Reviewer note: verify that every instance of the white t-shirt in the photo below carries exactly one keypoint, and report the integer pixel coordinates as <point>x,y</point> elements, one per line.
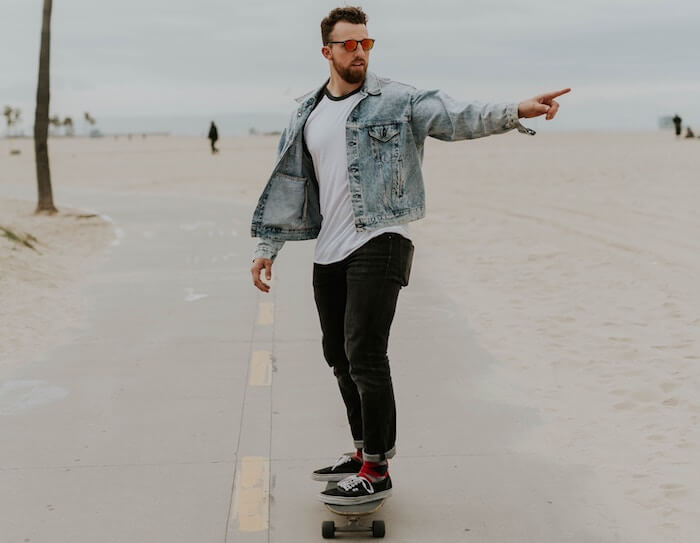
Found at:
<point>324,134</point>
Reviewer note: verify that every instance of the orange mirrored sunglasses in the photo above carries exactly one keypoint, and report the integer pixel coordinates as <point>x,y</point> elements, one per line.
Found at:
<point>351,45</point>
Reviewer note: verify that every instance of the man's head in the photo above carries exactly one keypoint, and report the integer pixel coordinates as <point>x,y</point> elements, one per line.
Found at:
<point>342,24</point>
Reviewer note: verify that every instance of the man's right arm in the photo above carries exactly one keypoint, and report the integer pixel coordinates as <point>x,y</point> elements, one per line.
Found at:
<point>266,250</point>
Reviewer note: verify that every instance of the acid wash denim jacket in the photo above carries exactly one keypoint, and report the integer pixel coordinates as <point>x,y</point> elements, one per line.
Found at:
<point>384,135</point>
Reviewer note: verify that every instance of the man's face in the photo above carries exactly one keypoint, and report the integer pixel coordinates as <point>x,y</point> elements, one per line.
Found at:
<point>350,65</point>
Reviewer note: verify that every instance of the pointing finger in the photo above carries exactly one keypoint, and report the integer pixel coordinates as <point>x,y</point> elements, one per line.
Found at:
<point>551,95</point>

==================================================

Reproduce all of the entries above verbatim, leaving out the picture.

Reviewer note: verify that every instance of the white t-shirt in the photo below carries exactly one keypoint, and report the integer pixel coordinates as <point>x,y</point> elements, one per line.
Found at:
<point>324,134</point>
Reviewer note: verify that every instance of the orange mirrored sunglasses in the photo above carries exactly one keypoint, and report the integer pixel coordinates as <point>x,y</point> elements, one per line.
Found at:
<point>351,45</point>
Reviewer note: verify that every instance of the man's head in the photo above carries exactly one keypoint, and report the integer pixel coordinates as <point>x,y</point> elements, one per line.
Found at:
<point>342,24</point>
Reviewer note: verify that every instance of the man's right arm in the photo above carries exactly one keypoint, and report the integer pixel coordinates as <point>x,y</point> elements, one per line.
Found at:
<point>266,250</point>
Reviewer note: verify that every instance of the acid wash denim jacket in the photo above carries exactly one keypoint, and report the integer pixel coordinates as <point>x,y</point> elements, one per line.
Found at:
<point>384,135</point>
Reviewer note: verify that every instance of the man's face in the photo above carries exactly one keypoint, and report the integer pixel coordinates as <point>x,y</point> elements, one per line.
Found at:
<point>350,65</point>
Reviewer note: verify that every instance of the pointing finger in the photo above carries exactly one keypoint, and report the integer pixel coordinates as <point>x,y</point> elements, one per line.
Found at:
<point>551,95</point>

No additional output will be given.